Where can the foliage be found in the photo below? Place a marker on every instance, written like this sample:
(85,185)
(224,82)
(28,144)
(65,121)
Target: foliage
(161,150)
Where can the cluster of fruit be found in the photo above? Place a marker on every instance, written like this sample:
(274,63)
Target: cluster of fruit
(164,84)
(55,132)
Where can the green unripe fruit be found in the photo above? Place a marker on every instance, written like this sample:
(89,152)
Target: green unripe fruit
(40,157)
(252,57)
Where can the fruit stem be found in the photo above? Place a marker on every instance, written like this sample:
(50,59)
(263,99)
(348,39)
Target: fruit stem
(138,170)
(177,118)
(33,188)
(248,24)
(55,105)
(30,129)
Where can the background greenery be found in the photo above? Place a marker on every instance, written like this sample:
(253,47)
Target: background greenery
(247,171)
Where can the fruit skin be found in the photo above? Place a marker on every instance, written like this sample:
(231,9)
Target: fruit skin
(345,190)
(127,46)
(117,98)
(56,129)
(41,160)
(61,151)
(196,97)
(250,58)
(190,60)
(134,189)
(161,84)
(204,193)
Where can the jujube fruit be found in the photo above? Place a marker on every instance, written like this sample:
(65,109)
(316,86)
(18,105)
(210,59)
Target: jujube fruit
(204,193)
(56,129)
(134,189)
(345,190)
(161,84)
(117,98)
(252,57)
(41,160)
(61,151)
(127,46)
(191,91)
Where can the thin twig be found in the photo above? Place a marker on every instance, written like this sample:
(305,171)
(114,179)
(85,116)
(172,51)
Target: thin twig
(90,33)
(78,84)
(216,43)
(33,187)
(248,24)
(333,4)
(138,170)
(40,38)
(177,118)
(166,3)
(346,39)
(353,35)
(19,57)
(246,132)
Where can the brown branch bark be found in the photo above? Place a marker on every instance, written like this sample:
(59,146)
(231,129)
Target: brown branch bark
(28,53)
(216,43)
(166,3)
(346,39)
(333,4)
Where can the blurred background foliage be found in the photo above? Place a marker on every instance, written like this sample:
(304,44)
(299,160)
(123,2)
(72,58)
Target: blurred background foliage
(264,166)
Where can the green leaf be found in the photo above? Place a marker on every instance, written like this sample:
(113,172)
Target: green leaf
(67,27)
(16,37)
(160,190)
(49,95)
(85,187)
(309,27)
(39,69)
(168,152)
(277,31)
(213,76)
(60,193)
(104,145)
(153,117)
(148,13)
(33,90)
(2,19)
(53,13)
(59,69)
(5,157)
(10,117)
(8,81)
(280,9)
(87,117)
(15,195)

Problem to work on
Transcribe the listing shown above in full and without change.

Solution to the problem
Where can the foliage be found in the photo below? Place a marker on every instance, written like this sample:
(85,185)
(224,82)
(28,144)
(65,121)
Target: foliage
(161,150)
Where can the cluster of fruit be found in the photo above? Place a marker on every instance, written like this sample:
(274,63)
Target: cluster of fruit
(164,84)
(55,132)
Where can the green unripe fruit be found in the photo above? Place a marker on every instance, written like this sample:
(89,152)
Target: green unripe fruit
(40,157)
(252,57)
Where can the fruit stem be found in the photo above? Place a marker on every instance, written like this sample:
(50,59)
(263,99)
(348,39)
Target: fruit stem
(138,170)
(177,118)
(33,188)
(248,24)
(55,105)
(30,129)
Where can the background greenery be found in the photo above? Place a marker on every instance, written like this sample:
(253,47)
Target: background greenery
(247,171)
Where can the fruit skin be found in the photo above? Place a marker on every instance, written like this sample:
(231,9)
Target: fruit skin
(345,190)
(127,46)
(117,98)
(56,129)
(41,160)
(61,151)
(196,97)
(250,58)
(190,60)
(134,189)
(161,84)
(204,193)
Where can the jujube fruit be found in the photo above? Place a marker on every instance, written like this sample:
(65,109)
(316,86)
(18,105)
(210,59)
Target: jujube fruit
(204,193)
(56,129)
(134,189)
(345,190)
(161,84)
(117,98)
(252,57)
(41,160)
(61,151)
(127,46)
(191,91)
Where can the thin twig be found in the photo above? Place a marker on every instance, written like this sample:
(305,171)
(114,179)
(85,116)
(172,51)
Target: thin twig
(90,33)
(78,84)
(216,43)
(33,187)
(248,24)
(333,4)
(138,170)
(40,38)
(177,118)
(166,3)
(346,39)
(353,35)
(19,57)
(246,132)
Where can the brown branch bark be found in the photo above? Place a marker on every instance, written like this sample:
(59,146)
(231,129)
Target: brown branch bark
(28,53)
(216,43)
(166,3)
(346,39)
(333,4)
Where can the blurred background foliage be found in the photo above? Place a marker on every instance, written like this sample:
(304,44)
(299,160)
(123,2)
(72,58)
Target: blurred background foliage
(264,166)
Where can the green leaf be found in the photo above? Place a marker on every instance, written like this sample:
(113,172)
Target: green leaf
(67,27)
(16,37)
(160,190)
(49,95)
(85,187)
(309,27)
(39,69)
(168,152)
(277,31)
(213,76)
(60,193)
(104,145)
(153,117)
(148,13)
(33,90)
(2,19)
(53,13)
(59,69)
(5,157)
(10,117)
(8,81)
(280,9)
(87,117)
(15,195)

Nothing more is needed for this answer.